Blocco di testo:
☆ ☆ ☆ ☆

I compromessi suscitano, spesso, grandi perplessità. Così le misure anti virus prese dal governo dei più buoni – come ironizzava Gaber – oscillano tra rigore e permissivismo con il brillante risultato di essere ridicole.
Si vietano gli assembramenti, a partire dagli incontri di calcio a Milano e Bergamo, ma si lasciano aperte le stazioni ferroviarie dove gli assembramenti non mancano di certo. Si chiudono le università ma si lasciano aperti uffici e fabbriche.
Si ricorda che il tasso di mortalità è estremamente basso, ma si evita di sottolineare che i costi per la sanità saranno enormi, con risorse sottratte ad altri ambiti. È evidente che non si può chiudere per virus una città come Milano, bloccando il lavoro e la vita quotidiana. Ma è abbastanza squallido che l’unico elemento preso in considerazione sia il Pil. Non chiudiamo le aziende perché producono ricchezza, chiudiamo le università perché non garantiscono una ricaduta economica (è falso, ma i politici italiani non lo capiscono, se no non avrebbero piazzato al ministero Fedeli, Gelmini, Bussetti). Vietiamo i divertimenti ma non prendiamo misure di sicurezza per chi viaggia.
In fondo è la stessa logica che porta alle stragi sul lavoro. Se la sicurezza ha un costo, eliminiamo la sicurezza in fabbrica o nei campi.
In questo caso, però, è curiosa l’idea del governo. Il virus, evidentemente, si diverte a colpire i tifosi, forse per la derivazione da “tifo”, ma prova un profondo rispetto per chi lavora in mezzo ad una folla di colleghi. Colpisce gli studenti, senza far distinzioni tra somari e diligenti, ma si guarda bene dall’infastidire chi viaggia per lavoro. Ancora non è chiaro se i tifosi sui treni sono più a rischio oppure no.

☆ ☆ ☆ ☆

Cosa farai:
1. Indica se ciascuna affermazione concorda con il testo sulle misure anti virus, rispondendo sì o no e citando le parole decisive del testo: (a) le università vengono chiuse mentre uffici e fabbriche restano aperti; (b) il tasso di mortalità del virus è descritto come alto; (c) le stazioni ferroviarie vengono chiuse per evitare assembramenti.
2. Elenca tutti i cognomi di persone che compaiono nel testo sulle misure anti virus.
3. Prosegui il testo sulle misure anti virus con un breve paragrafo dopo l'ultima frase.

☆ ☆ ☆ ☆

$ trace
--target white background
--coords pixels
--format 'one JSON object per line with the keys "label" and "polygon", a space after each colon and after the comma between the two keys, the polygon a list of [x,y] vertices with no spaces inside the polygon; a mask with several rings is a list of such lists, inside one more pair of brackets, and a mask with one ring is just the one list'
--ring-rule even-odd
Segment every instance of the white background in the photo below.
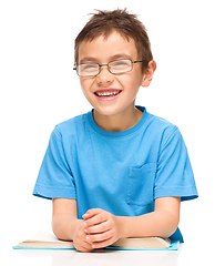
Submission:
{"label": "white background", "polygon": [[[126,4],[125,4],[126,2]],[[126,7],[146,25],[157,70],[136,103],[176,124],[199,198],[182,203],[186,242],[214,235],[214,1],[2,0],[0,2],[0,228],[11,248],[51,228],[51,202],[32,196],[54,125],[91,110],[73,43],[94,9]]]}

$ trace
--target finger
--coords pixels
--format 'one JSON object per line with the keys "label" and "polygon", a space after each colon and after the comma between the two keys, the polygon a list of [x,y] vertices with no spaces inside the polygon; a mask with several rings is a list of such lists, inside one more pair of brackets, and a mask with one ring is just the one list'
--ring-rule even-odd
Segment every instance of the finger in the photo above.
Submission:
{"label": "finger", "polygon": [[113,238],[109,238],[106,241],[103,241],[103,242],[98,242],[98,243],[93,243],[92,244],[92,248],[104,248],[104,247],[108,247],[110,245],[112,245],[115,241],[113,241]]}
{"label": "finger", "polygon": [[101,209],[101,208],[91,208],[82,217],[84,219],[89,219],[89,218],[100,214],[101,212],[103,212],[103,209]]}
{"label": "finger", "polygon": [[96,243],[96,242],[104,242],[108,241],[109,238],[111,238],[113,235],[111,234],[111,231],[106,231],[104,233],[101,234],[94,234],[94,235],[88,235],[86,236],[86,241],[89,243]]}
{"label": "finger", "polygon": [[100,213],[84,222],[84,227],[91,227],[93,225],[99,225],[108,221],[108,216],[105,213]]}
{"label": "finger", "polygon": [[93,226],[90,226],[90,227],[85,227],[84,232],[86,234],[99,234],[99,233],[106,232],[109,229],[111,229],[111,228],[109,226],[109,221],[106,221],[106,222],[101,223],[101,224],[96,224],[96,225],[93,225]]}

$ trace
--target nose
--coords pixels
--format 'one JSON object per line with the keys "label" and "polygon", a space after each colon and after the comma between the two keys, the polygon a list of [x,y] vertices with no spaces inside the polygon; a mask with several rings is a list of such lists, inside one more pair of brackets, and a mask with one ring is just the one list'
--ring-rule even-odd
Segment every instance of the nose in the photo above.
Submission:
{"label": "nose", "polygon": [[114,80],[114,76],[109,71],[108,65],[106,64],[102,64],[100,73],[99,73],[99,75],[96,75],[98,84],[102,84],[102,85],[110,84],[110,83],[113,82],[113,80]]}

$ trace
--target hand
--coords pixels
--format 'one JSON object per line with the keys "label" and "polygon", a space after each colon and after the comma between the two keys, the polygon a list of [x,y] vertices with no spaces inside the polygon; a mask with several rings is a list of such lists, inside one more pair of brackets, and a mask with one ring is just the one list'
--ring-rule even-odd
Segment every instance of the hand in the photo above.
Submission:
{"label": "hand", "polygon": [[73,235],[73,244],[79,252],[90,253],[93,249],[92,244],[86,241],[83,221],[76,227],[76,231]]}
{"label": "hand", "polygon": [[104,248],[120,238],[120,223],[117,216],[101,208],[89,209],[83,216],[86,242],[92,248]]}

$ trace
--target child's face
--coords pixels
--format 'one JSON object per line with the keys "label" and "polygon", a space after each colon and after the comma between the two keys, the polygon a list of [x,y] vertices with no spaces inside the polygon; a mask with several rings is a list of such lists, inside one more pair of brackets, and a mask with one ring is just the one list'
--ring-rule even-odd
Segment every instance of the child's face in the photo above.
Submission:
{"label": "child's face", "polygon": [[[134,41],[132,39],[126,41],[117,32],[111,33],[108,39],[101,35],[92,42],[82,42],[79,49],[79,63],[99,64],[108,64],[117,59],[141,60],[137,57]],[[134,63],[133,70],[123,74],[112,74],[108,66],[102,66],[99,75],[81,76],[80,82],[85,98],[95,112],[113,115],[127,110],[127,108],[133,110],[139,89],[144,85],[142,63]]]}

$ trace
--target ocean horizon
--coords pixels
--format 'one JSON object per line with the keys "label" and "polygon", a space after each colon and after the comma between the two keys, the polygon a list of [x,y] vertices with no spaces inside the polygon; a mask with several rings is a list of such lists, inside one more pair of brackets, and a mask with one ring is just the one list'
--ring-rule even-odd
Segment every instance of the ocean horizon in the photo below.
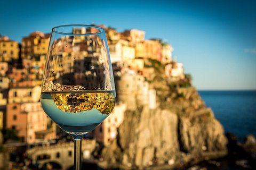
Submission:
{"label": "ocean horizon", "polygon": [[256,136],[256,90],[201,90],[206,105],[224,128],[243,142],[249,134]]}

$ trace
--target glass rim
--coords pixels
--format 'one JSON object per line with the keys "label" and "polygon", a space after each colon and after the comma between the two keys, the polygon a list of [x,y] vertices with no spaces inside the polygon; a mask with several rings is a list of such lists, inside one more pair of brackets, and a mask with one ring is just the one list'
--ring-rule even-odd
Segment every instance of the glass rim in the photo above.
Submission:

☆ ☆ ☆ ☆

Soluzioni degli esercizi:
1.
(a) Sì: "Si chiudono le università ma si lasciano aperti uffici e fabbriche."
(b) No: "Si ricorda che il tasso di mortalità è estremamente basso"
(c) No: "ma si lasciano aperte le stazioni ferroviarie dove gli assembramenti non mancano di certo."

2. Gaber, Fedeli, Gelmini, Bussetti

3.
D’altronde questo è il Paese dove un genio aveva sostenuto che i primi casi di contagio o erano falsi o erano responsabilità di fascio leghisti. Affidarsi a simili personaggi non può portare a grandi successi. Però permette a Giuseppi Conte di respirare, politicamente, senza mascherina. Perché l’emergenza riduce le polemiche, smorza i contrasti. Tutti uniti contro il coronavirus, ora e sempre resistenza. E se non ci saranno i soldi per le pensioni e gli investimenti, sarà colpa del virus. Se le aziende ridurranno la produzione e l’occupazione, sarà colpa del virus. Il grande alibi.
Mentre il panico dilaga e si assaltano i supermercati per accaparrarsi scorte di disinfettanti per il corpo e per la casa. Ma la folla nei supermercati non crea problemi, non è a rischio. E poi come si può sperare di evitare il panico quando prima si negano i rischi in quanto frutto di propaganda politica delle destre e poi si proclama lo stato d’assedio per evitare il diffondersi dell’inesistente epidemia? Dilettanti allo sbaraglio in un governo ridicolo.